Let’s look at a simple example. The following code loads two sample images, using Scikit-Learn’s load_sample_images() (which loads two color images, one of a Chinese temple, and the other of a flower). Then it creates two 7 × 7 filters (one with a vertical white line in the middle, and the other with a horizontal white line), and applies them to both images using a convolutional layer built using TensorFlow’s conv2d() function (with zero padding and a stride of 2). Finally, it plots one of the resulting feature maps (similar to the top-right image in Figure 13-5).

import tensorflow as tf
import numpy as np
from sklearn.datasets import load_sample_images
import matplotlib.pyplot as plt
tf.reset_default_graph()

#load sample images
dataset=np.array(load_sample_images().images,dtype=np.float32)
batch_size,height,width,channels=dataset.shape

#create 2 filters
filters_test=np.zeros(shape=(7,7,channels,2),dtype=np.float32)
filters_test[:,3,:,0]=1 #vertical line
filters_test[3,:,:,1]=1 #horizonal line

#create a graph with input X plus a convolutional layer applying the 2 filters
X=tf.placeholder(tf.float32,shape=(None,height,width,channels))
convolution=tf.nn.conv2d(X,filters_test,strides=[1,2,2,1],padding="SAME")

with tf.Session() as sess:
    output=sess.run(convolution,feed_dict={X:dataset})
    
plt.imshow(output[0,:,:,1]) #plot 1st image's 2nd feature map
plt.show();

The conv2d() line deserves a bit of explanation:

X is the input mini-batch (a 4D tensor, as explained earlier).
filters_test is the set of filters to apply (also a 4D tensor, as explained earlier).
strides is a four-element 1D array, where the two central elements are the vertical and horizontal strides ( $s_h$ and $s_w$ ). The first and last elements must currently be equal to 1. They may one day be used to specify a batch stride (to skip some instances) and a channel stride (to skip some of the previous layer’s feature maps or channels).
padding must be either "VALID" or "SAME":
- If set to "VALID", the convolutional layer does not use zero padding, and may ignore some rows and columns at the bottom and right of the input image,
  depending on the stride.
- If set to "SAME", the convolutional layer uses zero padding if necessary. In this case, the number of output neurons is equal to the number of input neurons divided by the stride, rounded up (in this example, ceil (13 / 5) = 3). Then zeros are added as evenly as possible around the inputs.

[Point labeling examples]
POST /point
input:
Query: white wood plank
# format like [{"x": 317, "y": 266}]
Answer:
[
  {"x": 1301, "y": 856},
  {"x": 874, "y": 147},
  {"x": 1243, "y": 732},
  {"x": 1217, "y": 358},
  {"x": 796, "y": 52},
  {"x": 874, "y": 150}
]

* [Written problem A]:
Which arguments of the conv2d() line does the convolution excerpt explain one by one? List them all.
* [Written problem B]:
Answer these questions from the convolution excerpt, one line each:
(i) What size are the two filters the code creates?
(ii) What do the two color images loaded by load_sample_images() show?
(iii) Which padding setting makes the convolutional layer skip zero padding?
* [Written problem C]:
Could you pick up the convolution excerpt after its final sentence and keep writing it?

* [Result A]:
X
filters_test
strides
padding

* [Result B]:
(i) 7 × 7
(ii) A Chinese temple and a flower
(iii) "VALID"

* [Result C]:
13.2.4 Memory Requirements

If training crashes because of an out-of-memory error, you can try reducing the mini-batch size. Alternatively, you can try reducing dimensionality using a stride, or removing a few layers. Or you can try using 16-bit floats instead of 32-bit floats. Or you could distribute the CNN across multiple devices.

13.3 Pooling Layer

The goal of pooling layers is to subsample (i.e., shrink) the input image in order to reduce the computational load, the memory usage, and the number of parameters (thereby limiting the risk of overfitting). Reducing the input image size also makes the neural network tolerate a little bit of image shift (location invariance).

A pooling layer typically works on every input channel independently, so the output depth is the same as the input depth. You may alternatively pool over the depth dimension, as we will see next, in which case the image’s spatial dimensions (height and width) remain unchanged, but the number of channels is reduced.

X=tf.placeholder(tf.float32,shape=(None,height,width,channels))
max_pool=tf.nn.max_pool(X,ksize=[1,2,2,1],strides=[1,2,2,1],padding="VALID")

with tf.Session() as sess:
    output=sess.run(max_pool,feed_dict={X:dataset})
    
plt.imshow(output[0].astype(np.uint8)) #plot the output for the 1st image

To create an average pooling layer, just use the avg_pool() function instead of max_pool().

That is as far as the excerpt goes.